### Task brief
Display each of the rows below that contains the string "green", reproducing every such row in full. Treat uppercase and lowercase letters as distinct when matching.

### Extracted entries
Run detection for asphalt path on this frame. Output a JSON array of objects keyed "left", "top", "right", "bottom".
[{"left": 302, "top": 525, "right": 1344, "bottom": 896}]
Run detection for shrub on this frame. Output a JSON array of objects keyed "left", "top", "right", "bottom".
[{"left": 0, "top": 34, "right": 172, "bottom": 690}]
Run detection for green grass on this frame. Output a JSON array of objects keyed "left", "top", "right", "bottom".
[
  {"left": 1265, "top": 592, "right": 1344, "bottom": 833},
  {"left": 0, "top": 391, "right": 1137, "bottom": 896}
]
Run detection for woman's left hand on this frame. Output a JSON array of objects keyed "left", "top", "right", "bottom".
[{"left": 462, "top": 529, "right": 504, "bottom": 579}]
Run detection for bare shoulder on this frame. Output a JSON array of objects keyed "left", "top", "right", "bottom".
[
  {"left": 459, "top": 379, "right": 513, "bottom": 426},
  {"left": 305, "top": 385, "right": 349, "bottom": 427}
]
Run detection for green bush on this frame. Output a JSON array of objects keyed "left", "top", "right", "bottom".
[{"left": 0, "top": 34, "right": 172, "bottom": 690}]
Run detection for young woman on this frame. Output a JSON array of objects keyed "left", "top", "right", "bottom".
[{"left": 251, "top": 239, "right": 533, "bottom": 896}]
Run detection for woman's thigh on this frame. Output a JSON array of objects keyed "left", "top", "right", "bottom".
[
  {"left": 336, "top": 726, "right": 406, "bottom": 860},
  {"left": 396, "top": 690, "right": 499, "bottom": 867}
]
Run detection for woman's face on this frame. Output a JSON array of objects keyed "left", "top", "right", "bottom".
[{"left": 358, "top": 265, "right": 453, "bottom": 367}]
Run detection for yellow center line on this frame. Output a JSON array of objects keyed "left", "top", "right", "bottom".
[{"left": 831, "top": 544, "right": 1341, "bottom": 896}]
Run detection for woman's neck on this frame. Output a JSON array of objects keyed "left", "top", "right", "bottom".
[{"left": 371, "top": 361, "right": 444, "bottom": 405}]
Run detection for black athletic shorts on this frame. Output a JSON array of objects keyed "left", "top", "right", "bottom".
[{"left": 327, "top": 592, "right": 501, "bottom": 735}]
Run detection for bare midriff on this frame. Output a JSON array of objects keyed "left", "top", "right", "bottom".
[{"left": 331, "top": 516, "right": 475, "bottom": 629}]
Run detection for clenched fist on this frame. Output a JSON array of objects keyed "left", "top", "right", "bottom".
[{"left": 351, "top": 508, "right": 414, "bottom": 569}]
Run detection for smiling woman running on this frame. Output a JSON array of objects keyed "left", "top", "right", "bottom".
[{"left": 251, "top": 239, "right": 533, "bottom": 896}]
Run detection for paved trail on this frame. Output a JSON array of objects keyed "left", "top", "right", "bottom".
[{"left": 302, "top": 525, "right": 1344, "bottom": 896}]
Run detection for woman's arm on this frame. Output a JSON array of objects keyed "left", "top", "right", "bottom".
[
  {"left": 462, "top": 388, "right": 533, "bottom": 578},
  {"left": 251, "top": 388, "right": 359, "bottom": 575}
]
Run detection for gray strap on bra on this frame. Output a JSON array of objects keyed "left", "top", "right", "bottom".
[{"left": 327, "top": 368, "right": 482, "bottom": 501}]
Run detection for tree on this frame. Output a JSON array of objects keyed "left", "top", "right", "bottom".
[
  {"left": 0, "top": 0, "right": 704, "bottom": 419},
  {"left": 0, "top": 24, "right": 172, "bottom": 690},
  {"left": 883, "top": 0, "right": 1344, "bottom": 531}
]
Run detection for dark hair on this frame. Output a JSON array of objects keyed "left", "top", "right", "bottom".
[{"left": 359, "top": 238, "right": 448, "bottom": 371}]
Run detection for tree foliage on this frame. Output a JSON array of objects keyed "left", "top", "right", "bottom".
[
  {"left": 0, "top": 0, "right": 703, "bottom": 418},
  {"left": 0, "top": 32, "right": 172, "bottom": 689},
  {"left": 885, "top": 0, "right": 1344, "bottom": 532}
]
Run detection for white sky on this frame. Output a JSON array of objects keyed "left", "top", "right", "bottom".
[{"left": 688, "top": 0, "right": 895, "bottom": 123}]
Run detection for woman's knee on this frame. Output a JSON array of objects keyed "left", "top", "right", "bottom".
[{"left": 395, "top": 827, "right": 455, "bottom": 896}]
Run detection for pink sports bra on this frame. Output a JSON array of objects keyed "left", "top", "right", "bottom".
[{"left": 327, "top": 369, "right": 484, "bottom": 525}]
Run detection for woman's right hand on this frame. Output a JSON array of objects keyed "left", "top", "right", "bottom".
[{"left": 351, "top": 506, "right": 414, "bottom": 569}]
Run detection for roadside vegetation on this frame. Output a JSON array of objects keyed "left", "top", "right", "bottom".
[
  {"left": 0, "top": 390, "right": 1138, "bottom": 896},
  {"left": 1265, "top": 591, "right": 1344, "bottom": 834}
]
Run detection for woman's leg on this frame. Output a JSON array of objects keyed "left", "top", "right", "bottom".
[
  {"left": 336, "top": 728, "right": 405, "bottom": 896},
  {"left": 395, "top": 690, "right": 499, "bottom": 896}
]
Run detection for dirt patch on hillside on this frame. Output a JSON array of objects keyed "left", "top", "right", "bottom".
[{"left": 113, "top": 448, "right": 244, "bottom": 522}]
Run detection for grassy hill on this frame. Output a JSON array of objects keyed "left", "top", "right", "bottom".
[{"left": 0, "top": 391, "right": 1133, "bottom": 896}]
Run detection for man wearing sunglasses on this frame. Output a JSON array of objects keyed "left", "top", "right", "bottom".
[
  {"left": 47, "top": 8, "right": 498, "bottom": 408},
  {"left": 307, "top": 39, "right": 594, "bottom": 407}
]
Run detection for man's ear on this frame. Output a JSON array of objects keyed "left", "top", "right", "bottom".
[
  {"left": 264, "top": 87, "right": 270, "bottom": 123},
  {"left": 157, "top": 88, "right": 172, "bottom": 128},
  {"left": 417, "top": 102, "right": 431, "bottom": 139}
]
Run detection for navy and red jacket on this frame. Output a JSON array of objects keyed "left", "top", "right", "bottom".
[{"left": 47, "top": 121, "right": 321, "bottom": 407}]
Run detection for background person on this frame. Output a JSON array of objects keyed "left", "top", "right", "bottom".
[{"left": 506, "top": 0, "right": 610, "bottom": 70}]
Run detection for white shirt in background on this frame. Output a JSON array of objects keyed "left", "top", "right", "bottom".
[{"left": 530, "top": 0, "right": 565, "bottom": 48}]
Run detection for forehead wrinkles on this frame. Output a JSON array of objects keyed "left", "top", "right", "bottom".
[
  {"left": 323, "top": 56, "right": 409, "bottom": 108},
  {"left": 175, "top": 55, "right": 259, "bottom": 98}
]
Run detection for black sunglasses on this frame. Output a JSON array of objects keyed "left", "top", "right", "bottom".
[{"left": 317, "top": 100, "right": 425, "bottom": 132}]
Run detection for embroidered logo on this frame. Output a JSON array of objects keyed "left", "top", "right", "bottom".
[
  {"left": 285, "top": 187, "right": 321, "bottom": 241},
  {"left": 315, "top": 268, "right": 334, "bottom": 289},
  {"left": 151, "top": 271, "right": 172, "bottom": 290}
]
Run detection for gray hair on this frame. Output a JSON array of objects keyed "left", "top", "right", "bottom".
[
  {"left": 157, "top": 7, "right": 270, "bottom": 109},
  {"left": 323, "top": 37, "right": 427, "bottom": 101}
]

### Expected answer
Run detection for green grass on this frame. Output a JSON array of objects keyed "left", "top", "right", "bottom".
Run detection for green bush on this frame. Output a JSON array of objects keyed "left", "top", "right", "bottom".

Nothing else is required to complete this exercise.